◆ Tarefas a cumprir
A. Segundo o trecho sobre Lanier, quem comprava a maconha na Colômbia?
B. Diga se cada afirmação a seguir concorda com o trecho sobre Lanier, respondendo sim ou não e citando literalmente as palavras do trecho que decidem a questão: (i) o grupo levou cerca de 45 t de maconha para a Flórida entre 1983 e 1985; (ii) Lanier fugiu quando o indiciamento foi impetrado; (iii) Kramer cuidava da rede de distribuição.
C. Retome o trecho sobre Lanier e dê continuidade ao texto a partir da última frase.

◆ Trecho fornecido
========================================================================
Mais tarde, ele se associou ao também piloto de competição Ben Kramer. Juntos, os dois cresceram de um arrastão de madeira com 20 metros de comprimento para uma frota de rebocadores com barcaças cheias de maconha.

Neste ínterim, Lanier passou a frequentemente bater as equipes de fábrica no Imsa GT – à época a Holbert e a Group 44, ambas patrocinadas por Porsche e Jaguar – e despertar a desconfiança do FBI. Logo então se descobriu um esquema multimilionário que envolvia ele e Kramer.

O tribunal federal de Miami descobrira que, entre setembro de 1983 e julho de 1985, o grupo atravessara cerca de 45 t de maconha para a Flórida. A operação se dividia em três partes: Kramer, líder da quadrilha, comprava a maconha na Colômbia; outro grupo a trazia para os EUA com as barcaças; e Lanier era o responsável pela rede de distribuição.

O piloto se entregou às autoridades quando o indiciamento foi impetrado, pagou fiança e foi liberado. Mas seus problemas estavam apenas começando. Em janeiro de 1987, o FBI trouxe novas acusações contra Lanier, sob as quais ele era delatado por integrar uma organização responsável por contrabandear 150 t de maconha para vários Estados norte-americanos num período de três anos.
========================================================================
◆ Entradas armazenadas
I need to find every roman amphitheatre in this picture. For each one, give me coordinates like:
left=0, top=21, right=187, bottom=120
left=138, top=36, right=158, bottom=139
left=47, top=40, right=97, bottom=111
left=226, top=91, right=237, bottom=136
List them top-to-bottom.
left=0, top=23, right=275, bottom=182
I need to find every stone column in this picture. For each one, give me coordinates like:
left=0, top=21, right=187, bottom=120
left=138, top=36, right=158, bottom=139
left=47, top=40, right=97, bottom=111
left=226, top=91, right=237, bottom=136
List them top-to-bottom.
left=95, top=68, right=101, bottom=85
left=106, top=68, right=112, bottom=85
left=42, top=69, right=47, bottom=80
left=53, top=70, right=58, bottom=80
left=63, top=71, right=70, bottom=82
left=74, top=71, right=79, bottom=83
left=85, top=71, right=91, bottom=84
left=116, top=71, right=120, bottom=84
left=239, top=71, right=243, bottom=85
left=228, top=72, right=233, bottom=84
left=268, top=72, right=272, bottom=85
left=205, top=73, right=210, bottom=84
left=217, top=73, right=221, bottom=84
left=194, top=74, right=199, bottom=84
========================================================================
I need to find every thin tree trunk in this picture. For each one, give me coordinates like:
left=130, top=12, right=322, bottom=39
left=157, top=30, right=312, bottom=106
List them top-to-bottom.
========================================================================
◆ Resultados esperados
A. Kramer, o líder da quadrilha.

B.
(i) Sim: "entre setembro de 1983 e julho de 1985, o grupo atravessara cerca de 45 t de maconha para a Flórida".
(ii) Não: "O piloto se entregou às autoridades quando o indiciamento foi impetrado".
(iii) Não: "Lanier era o responsável pela rede de distribuição".

C.
À época, os feds anunciaram que haviam rendido uma das maiores organizações criminais na América do Norte e um piloto de corridas era um dos pontos-chave no esquema.

A condenação

O esquema no qual Lanier se meteu envolvia mais de 150 pessoas. De acordo com investigadores do FBI, o grupo tinha acesso a rebocadores e barcaças, que eram então carregados da Colômbia com maconha e expedidos aos Estados Unidos. Os principais portos de recolhimento eram Nova York, Nova Orleans e San Francisco.

Destes embarcadouros, os fardos de maconha eram depositados em caminhões que os distribuíam para armazéns de todo o país. As vendas eram realizadas em diversos estados, entre eles Kentucky, Pensilvânia, Flórida e Califórnia. O total do contrabando chegou à marca de 300 toneladas.

De qualquer forma, Randy, ciente da iminente prisão, fugiu para a França, onde tentou se esconder em Monte Carlo durante algum tempo. Mudou de ideia dias depois e correu para Antígua, uma pequena ilha nas Índias Ocidentais onde mantinha uma propriedade rural. A paz durou pouco: no dia 26 de outubro de 1987, a polícia local o capturou enquanto pescava.

A história da prisão de Lanier, aliás, é um drama à parte. Ele tentou fugir para a costa num barco menor e, ao pisar em terra, não foi detido antes de sofrer uma perseguição cinematográfica por vários jipes numa estrada de lama. Do Caribe, o piloto foi transferido para Porto Rico, onde o Estado americano lhe deu voz de prisão.

O julgamento de Randy começou em julho de 1988, junto com Ben Kramer e outros cúmplices no caso. A defesa do piloto tentou sustentar que ele “sucumbiu à irresistível sedução da maconha” por crescer no sul da Flórida, onde há toda uma cultura de apologia a cannabis. A argumentação foi pouco convincente: dias antes do Natal, Randy recebeu a punição que temia – prisão perpétua sem liberdade condicional.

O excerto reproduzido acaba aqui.